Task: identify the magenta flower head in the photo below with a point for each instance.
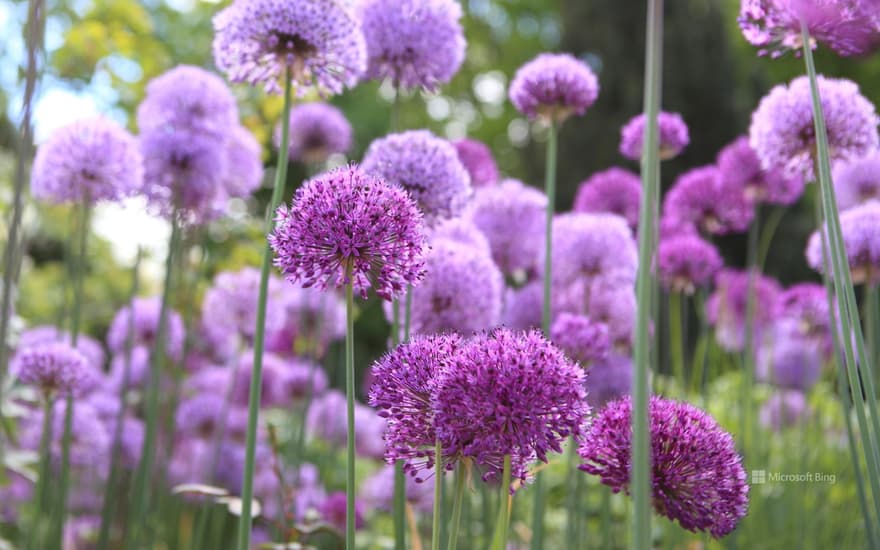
(413, 43)
(89, 160)
(615, 190)
(425, 166)
(509, 393)
(317, 41)
(741, 169)
(553, 87)
(317, 130)
(697, 477)
(348, 226)
(700, 197)
(511, 215)
(782, 133)
(478, 161)
(685, 262)
(673, 136)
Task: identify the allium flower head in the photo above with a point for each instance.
(554, 87)
(88, 160)
(425, 166)
(782, 132)
(509, 393)
(672, 135)
(512, 216)
(317, 130)
(349, 226)
(318, 41)
(615, 190)
(697, 476)
(478, 161)
(413, 43)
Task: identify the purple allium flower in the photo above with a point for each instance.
(508, 393)
(478, 161)
(673, 136)
(317, 130)
(726, 307)
(512, 216)
(741, 169)
(697, 476)
(425, 166)
(317, 41)
(88, 160)
(686, 262)
(554, 87)
(615, 190)
(146, 327)
(580, 338)
(701, 197)
(347, 226)
(413, 43)
(782, 126)
(858, 181)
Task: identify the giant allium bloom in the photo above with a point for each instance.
(615, 190)
(672, 135)
(413, 43)
(697, 477)
(702, 198)
(509, 393)
(512, 216)
(782, 131)
(741, 169)
(347, 226)
(686, 262)
(88, 160)
(317, 130)
(424, 165)
(318, 41)
(553, 87)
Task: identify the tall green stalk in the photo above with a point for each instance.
(247, 486)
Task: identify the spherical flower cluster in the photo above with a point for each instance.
(316, 42)
(512, 216)
(317, 130)
(88, 160)
(413, 43)
(672, 135)
(697, 476)
(347, 226)
(615, 190)
(425, 166)
(554, 87)
(782, 130)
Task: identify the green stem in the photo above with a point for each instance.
(247, 486)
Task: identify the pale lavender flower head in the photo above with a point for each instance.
(673, 136)
(89, 160)
(317, 130)
(686, 262)
(615, 190)
(858, 181)
(425, 166)
(697, 477)
(512, 216)
(553, 87)
(782, 131)
(347, 226)
(413, 43)
(700, 197)
(509, 393)
(478, 161)
(741, 169)
(317, 41)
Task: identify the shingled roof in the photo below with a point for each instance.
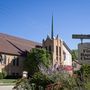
(15, 45)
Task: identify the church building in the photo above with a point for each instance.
(12, 50)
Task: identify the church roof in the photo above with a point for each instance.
(15, 45)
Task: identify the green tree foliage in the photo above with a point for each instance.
(35, 58)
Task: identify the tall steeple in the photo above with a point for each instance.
(52, 28)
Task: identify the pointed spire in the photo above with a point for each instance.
(52, 28)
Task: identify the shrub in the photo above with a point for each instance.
(40, 79)
(1, 75)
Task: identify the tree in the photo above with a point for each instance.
(36, 58)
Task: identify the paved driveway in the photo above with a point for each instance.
(6, 87)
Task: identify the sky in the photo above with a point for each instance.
(31, 19)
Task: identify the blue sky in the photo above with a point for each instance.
(31, 19)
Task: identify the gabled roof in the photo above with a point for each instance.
(15, 45)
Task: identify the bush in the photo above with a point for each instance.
(1, 75)
(40, 79)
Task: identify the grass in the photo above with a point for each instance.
(7, 81)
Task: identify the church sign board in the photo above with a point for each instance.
(84, 53)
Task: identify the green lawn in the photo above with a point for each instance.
(7, 81)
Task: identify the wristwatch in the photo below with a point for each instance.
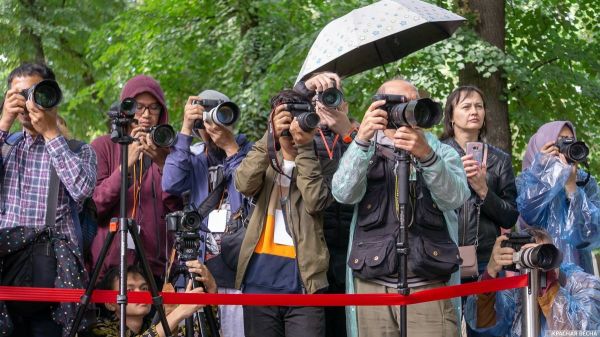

- GIVEN INSTRUCTION -
Return verbatim every line from the line containing "Task: identify the shingled" to the last line of the entries above, inclusive, and leave out the pictures.

- THE OUTPUT -
Task: identify the shingled roof in the photo below with a point for each instance.
(15, 45)
Task: identify the church building in the photo above with a point for each instance.
(12, 50)
Task: identify the church roof in the photo above with a point for each instance.
(15, 45)
Task: identify the green tree foliage in the photo above with a point for each instance.
(35, 58)
Task: identify the tall steeple in the photo above with a point for each instance.
(52, 28)
Task: identify the pointed spire in the photo above with a point for each instance.
(52, 28)
Task: identify the shrub in the photo above with a point for each instance.
(40, 79)
(1, 75)
Task: identify the tree in the photo above with a point for each instance.
(36, 58)
Task: identify the paved driveway in the photo above with a point for each instance.
(6, 87)
Task: identify the sky in the photo above with a point for each instance.
(31, 19)
Task: identify the blue sky in the photo above with a point for each instance.
(31, 19)
Task: identify the gabled roof in the photo above with a point for each instance.
(15, 45)
Task: identify the bush in the photo above with a point for each instance.
(1, 75)
(40, 79)
Task: identify the grass in the photo above with a point for each instance.
(7, 81)
Task: identify the church sign board in the photo above with a point for each instance.
(84, 53)
Task: identify the green lawn in the photo above with a point for each instance.
(7, 81)
Task: identify the wristwatch in the photo below with a point for each instance.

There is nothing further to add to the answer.